SUPPLIED RECORDS →
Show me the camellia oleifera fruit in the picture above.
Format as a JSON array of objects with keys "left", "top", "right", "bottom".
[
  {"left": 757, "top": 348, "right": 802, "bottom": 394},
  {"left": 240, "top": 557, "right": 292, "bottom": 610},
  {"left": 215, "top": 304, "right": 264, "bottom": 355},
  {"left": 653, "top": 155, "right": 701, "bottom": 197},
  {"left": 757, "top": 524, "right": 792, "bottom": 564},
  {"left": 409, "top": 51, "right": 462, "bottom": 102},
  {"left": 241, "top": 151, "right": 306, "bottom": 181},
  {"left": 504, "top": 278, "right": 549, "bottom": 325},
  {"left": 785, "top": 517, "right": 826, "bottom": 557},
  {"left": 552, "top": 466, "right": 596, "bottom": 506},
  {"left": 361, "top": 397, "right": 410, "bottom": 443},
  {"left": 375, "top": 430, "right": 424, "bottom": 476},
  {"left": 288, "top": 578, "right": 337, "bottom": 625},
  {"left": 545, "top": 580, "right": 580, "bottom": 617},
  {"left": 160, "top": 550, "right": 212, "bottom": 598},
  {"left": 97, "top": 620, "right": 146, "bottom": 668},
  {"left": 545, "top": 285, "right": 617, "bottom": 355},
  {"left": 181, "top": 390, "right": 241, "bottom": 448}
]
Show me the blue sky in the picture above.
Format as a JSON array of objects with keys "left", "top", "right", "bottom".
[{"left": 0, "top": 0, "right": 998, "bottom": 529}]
--
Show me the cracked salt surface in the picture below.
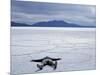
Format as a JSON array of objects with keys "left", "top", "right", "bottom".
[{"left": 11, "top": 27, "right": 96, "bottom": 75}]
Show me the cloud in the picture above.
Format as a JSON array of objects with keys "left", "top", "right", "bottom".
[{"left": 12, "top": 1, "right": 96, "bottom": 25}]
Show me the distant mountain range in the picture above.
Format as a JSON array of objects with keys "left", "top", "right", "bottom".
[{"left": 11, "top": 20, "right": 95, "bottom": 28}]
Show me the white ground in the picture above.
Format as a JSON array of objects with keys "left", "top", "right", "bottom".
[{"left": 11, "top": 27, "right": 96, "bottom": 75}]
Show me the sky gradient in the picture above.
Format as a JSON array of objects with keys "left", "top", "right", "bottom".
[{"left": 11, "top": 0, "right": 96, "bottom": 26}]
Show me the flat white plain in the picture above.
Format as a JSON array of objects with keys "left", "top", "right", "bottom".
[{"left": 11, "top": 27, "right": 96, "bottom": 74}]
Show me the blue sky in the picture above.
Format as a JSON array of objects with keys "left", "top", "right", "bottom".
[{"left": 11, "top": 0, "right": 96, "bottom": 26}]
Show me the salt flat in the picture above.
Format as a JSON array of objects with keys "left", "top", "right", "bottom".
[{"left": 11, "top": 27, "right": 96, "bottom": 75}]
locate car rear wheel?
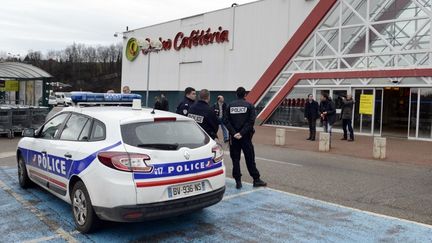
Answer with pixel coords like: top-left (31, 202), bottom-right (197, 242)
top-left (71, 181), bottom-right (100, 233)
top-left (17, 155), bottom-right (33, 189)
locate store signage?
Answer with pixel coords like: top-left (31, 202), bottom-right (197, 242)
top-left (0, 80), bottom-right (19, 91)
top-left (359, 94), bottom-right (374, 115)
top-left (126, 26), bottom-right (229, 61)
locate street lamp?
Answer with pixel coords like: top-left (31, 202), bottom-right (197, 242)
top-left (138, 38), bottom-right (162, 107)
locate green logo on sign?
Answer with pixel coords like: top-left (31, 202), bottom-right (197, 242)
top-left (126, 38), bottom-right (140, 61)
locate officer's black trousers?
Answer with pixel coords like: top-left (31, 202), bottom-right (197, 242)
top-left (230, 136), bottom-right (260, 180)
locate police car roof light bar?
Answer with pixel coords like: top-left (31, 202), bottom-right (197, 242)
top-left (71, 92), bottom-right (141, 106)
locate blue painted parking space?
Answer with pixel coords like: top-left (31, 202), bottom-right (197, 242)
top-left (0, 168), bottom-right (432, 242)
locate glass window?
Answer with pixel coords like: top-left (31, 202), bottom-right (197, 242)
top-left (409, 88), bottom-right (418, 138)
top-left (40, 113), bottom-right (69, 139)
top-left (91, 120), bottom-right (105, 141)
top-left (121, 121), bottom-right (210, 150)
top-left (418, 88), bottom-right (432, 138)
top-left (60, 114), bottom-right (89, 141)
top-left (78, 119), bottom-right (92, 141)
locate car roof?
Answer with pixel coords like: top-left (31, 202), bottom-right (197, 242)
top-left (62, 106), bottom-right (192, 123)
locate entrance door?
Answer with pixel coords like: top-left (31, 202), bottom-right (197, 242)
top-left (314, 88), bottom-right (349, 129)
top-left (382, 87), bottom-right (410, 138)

WHAT YOU WILL DO → Lay out the listing, starting at the line containing "Show me the flat" and ending at the line containing "top-left (17, 155), bottom-right (33, 189)", as a two-column CSV with the headers input and output. Each row should pair an input with its output, with every field in quotes, line breaks replaced by spaces, and the picture lines left out.

RESPONSE TO THE EXERCISE →
input,output
"Show me the flat white plain in the picture above. Format as a JSON array of objects with keys ""left"", ""top"", ""right"", ""bottom"".","[{""left"": 11, ""top"": 27, ""right"": 96, ""bottom"": 74}]"
"Show me the blue sky in the picture above. Format as a JSON array of objects with keys ""left"", ""top"", ""right"", ""bottom"".","[{""left"": 11, ""top"": 0, ""right"": 96, ""bottom"": 26}]"
"Show me the salt flat in the picture above. Format as a JSON array of objects with keys ""left"", ""top"", ""right"", ""bottom"".","[{""left"": 11, ""top"": 27, ""right"": 96, ""bottom"": 75}]"
"locate car rear wheel? Answer with pixel coords like: top-left (31, 202), bottom-right (197, 242)","top-left (71, 181), bottom-right (100, 233) top-left (17, 155), bottom-right (33, 189)"